The New Towns have made us a better nation

If Labour wants something to be proud of, it should look no further than Britain's New Towns.

By Graeme Archer

Very rarely, I go to a political event in SW1. One of the (many) reasons I don’t like them is the disappointment I see etched onto the face of people when I answer their question: “And where do you work?”. They don’t like the corporate answer (I don’t work in politics, the law, or journalism, and whatever people say on radio phone-ins, they don’t really want to listen to a disquisition about “science”) but they particularly dislike the literal, geographical answer: Stevenage. I work in Stevenage. What’s more, I think it’s a beautiful town.

Would you like to live or work in a New Town? I bet I can guess the answer to that question. Yet I have a fondness for the ones I’ve known, and I wonder why the Labour movement doesn’t make more of these creations of the Left. Those of us on the Tory side of things make a big and constant noise about the failure of the very concept of central planning, particularly, of course, when it comes to the economy, but also with regard to provision of health care, policing strategies, and increasingly educational services (I can’t believe I just typed “educational services”. I meant “schools”. I’m going to leave it unchanged as a warning to my future self). But you’ll notice we never talked much about New Towns. It’s not just, I think, because the original corporations have long been wound up. Maybe it’s also true that they are the left-wing exception that proves the Tory rule.

━━━━

_What the task requires_: In the piece on Britain's New Towns, which town does the writer say they work in?

_Rows_:
━━━━

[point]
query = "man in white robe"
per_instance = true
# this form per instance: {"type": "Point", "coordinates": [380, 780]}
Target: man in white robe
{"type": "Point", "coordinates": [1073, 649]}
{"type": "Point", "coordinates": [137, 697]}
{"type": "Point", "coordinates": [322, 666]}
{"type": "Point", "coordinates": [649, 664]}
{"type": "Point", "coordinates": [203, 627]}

━━━━

_The response_: Stevenage